### Provided passage
Skip to main content

YDB dialect plugin for sqlglot

Project description

ydb-sqlglot-plugin

YDB dialect plugin for sqlglot — bidirectional transpilation between YDB/YQL and any SQL dialect.

Installation

pip install ydb-sqlglot-plugin

Usage

After installing the package, the ydb dialect is available in sqlglot automatically — no extra imports needed:

import sqlglot

# Any dialect → YDB
result = sqlglot.transpile("SELECT * FROM users WHERE id = 1", read="mysql", write="ydb")[0]
# → SELECT * FROM `users` WHERE id = 1

# YDB → any dialect
result = sqlglot.transpile("$t = (SELECT id FROM users); SELECT * FROM $t AS t", read="ydb", write="postgres")[0]
# → WITH t AS (SELECT id FROM users) SELECT * FROM t AS t

What the plugin does

Any SQL → YDB

Table names

Database-qualified names are rewritten to the YDB path format and wrapped in backticks:

-- input
SELECT * FROM analytics.events

-- output
SELECT * FROM `analytics/events`

CTEs → YDB variables

-- input
WITH active AS (SELECT * FROM users WHERE status = 'active')
SELECT * FROM active

-- output
$active = (SELECT * FROM `users` WHERE status = 'active');

SELECT * FROM $active AS active

Subquery decorrelation

Correlated subqueries (which YQL does not support) are rewritten as JOINs:

-- input
SELECT id, (SELECT MAX(amount) FROM orders WHERE orders.user_id = users.id) AS max_order
FROM users

-- output
SELECT users.id AS id, _u_0._u_2 AS max_order
FROM `users`
LEFT JOIN (
    SELECT MAX(amount) AS _u_2, user_id AS _u_1
    FROM `orders`
    WHERE TRUE
    GROUP BY user_id AS _u_1
) AS _u_0 ON users.id = _u_0._u_1

The same rewriting applies to EXISTS, IN (subquery), and ANY/ALL subqueries.


YDB → any SQL

The plugin parses YDB/YQL back into sqlglot's AST, enabling round-trips, YDB-to-YDB transformations, and transpilation to other dialects.

Supported YQL constructs

Construct Example
$variable references SELECT * FROM $t AS t
Module::Function() DateTime::GetYear(ts)
######
### Items
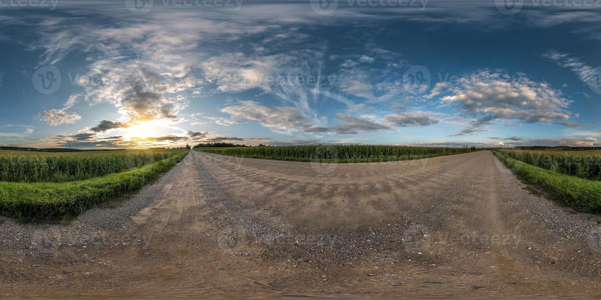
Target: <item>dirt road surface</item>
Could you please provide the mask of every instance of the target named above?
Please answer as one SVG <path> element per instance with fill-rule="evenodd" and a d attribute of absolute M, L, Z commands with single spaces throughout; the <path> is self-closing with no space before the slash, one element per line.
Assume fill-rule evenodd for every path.
<path fill-rule="evenodd" d="M 67 226 L 0 219 L 0 296 L 601 296 L 601 218 L 532 193 L 490 151 L 191 151 L 116 206 Z"/>

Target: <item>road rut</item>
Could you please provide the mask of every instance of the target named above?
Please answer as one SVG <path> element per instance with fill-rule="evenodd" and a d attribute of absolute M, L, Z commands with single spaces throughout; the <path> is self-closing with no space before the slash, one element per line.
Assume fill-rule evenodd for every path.
<path fill-rule="evenodd" d="M 530 191 L 490 151 L 318 164 L 193 151 L 118 208 L 2 221 L 4 297 L 601 296 L 601 218 Z"/>

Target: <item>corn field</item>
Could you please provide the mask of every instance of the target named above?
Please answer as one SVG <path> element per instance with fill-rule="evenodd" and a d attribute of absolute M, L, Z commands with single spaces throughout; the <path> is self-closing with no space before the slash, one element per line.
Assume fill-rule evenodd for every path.
<path fill-rule="evenodd" d="M 0 155 L 0 181 L 58 182 L 85 179 L 140 167 L 180 152 L 103 155 Z"/>
<path fill-rule="evenodd" d="M 470 151 L 468 148 L 445 147 L 358 145 L 233 148 L 221 150 L 221 153 L 236 156 L 291 157 L 314 160 L 344 160 L 419 156 L 435 154 L 462 153 L 469 152 Z"/>
<path fill-rule="evenodd" d="M 601 155 L 546 154 L 543 151 L 501 151 L 513 159 L 551 171 L 581 178 L 601 180 Z"/>

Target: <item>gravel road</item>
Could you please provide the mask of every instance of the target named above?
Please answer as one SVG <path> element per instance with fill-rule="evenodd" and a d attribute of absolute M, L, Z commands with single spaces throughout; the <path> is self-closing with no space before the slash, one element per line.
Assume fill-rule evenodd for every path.
<path fill-rule="evenodd" d="M 490 151 L 318 164 L 191 151 L 67 225 L 0 217 L 0 297 L 599 298 L 601 217 Z"/>

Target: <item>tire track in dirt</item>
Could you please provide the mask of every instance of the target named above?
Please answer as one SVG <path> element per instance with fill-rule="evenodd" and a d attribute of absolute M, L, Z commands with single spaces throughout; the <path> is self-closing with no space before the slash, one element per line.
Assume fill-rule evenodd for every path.
<path fill-rule="evenodd" d="M 97 209 L 65 229 L 106 224 L 145 247 L 2 254 L 0 295 L 599 295 L 599 218 L 531 194 L 490 152 L 331 167 L 192 151 L 127 200 L 155 199 L 136 215 L 115 226 Z"/>

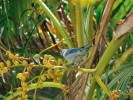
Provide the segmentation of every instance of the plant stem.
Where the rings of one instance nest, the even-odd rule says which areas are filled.
[[[37,83],[28,85],[28,90],[33,90],[36,87],[37,87]],[[55,82],[43,82],[42,87],[55,87],[55,88],[63,89],[63,88],[65,88],[65,85],[61,84],[61,83],[55,83]],[[16,97],[19,94],[21,94],[21,92],[16,91],[16,92],[13,93],[13,95],[11,94],[8,97],[5,97],[4,100],[12,100],[14,97]]]
[[[80,0],[76,2],[76,35],[78,47],[83,46],[83,16]]]
[[[113,39],[111,41],[111,43],[109,44],[109,46],[105,50],[102,58],[100,59],[98,65],[96,66],[96,74],[97,75],[101,76],[101,74],[104,72],[108,62],[112,58],[113,54],[116,52],[116,50],[118,49],[120,44],[123,42],[123,40],[127,37],[127,35],[128,34],[121,37],[119,40]],[[95,84],[96,84],[96,80],[95,80],[95,78],[93,78],[93,81],[92,81],[92,83],[89,87],[89,91],[88,91],[88,94],[87,94],[87,100],[92,100],[92,95],[93,95],[93,92],[94,92],[94,89],[95,89],[94,88]]]
[[[61,25],[61,23],[58,21],[58,19],[54,16],[54,14],[46,6],[46,4],[42,0],[35,0],[35,2],[37,2],[42,7],[44,12],[48,15],[48,17],[52,20],[54,25],[58,28],[58,31],[61,33],[62,37],[66,40],[68,47],[72,48],[73,47],[72,41],[67,39],[69,37],[69,35],[67,34],[66,30]]]

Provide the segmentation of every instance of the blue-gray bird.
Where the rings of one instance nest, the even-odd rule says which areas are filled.
[[[91,47],[89,45],[81,48],[62,49],[61,55],[70,63],[80,64]]]

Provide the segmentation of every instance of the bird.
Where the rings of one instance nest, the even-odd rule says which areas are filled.
[[[91,47],[88,45],[80,48],[62,49],[60,53],[69,63],[79,65]]]

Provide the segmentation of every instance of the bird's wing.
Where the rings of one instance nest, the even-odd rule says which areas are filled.
[[[72,48],[72,49],[69,49],[66,53],[65,53],[65,56],[67,55],[70,55],[70,54],[73,54],[73,53],[76,53],[78,51],[82,50],[82,48]]]

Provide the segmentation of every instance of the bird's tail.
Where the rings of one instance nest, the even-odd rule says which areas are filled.
[[[92,46],[91,45],[88,45],[88,46],[86,46],[85,47],[87,50],[89,50],[90,48],[92,48]]]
######
[Objective 1]
List everything that the ydb-sqlglot-plugin page says parsing YDB/YQL back into sqlglot's AST makes possible.
[Objective 2]
Transcribe the stretch of the ydb-sqlglot-plugin page from "Database-qualified names are" through "users WHERE status = 'active')".
[Objective 3]
Using the ydb-sqlglot-plugin page, answer yes or no to each statement below and quote the words that decide it:
(a) After installation, an extra import is required to make the ydb dialect available.
(b) YQL does not support correlated subqueries.
(c) Database-qualified table names are wrapped in double quotes.

[Correct output 1]
- Round-trips
- YDB-to-YDB transformations
- Transpilation to other dialects

[Correct output 2]
Database-qualified names are rewritten to the YDB path format and wrapped in backticks:

-- input
SELECT * FROM analytics.events

-- output
SELECT * FROM `analytics/events`

CTEs → YDB variables

-- input
WITH active AS (SELECT * FROM users WHERE status = 'active')

[Correct output 3]
(a) No: "the ydb dialect is available in sqlglot automatically — no extra imports needed"
(b) Yes: "Correlated subqueries (which YQL does not support) are rewritten as JOINs"
(c) No: "Database-qualified names are rewritten to the YDB path format and wrapped in backticks"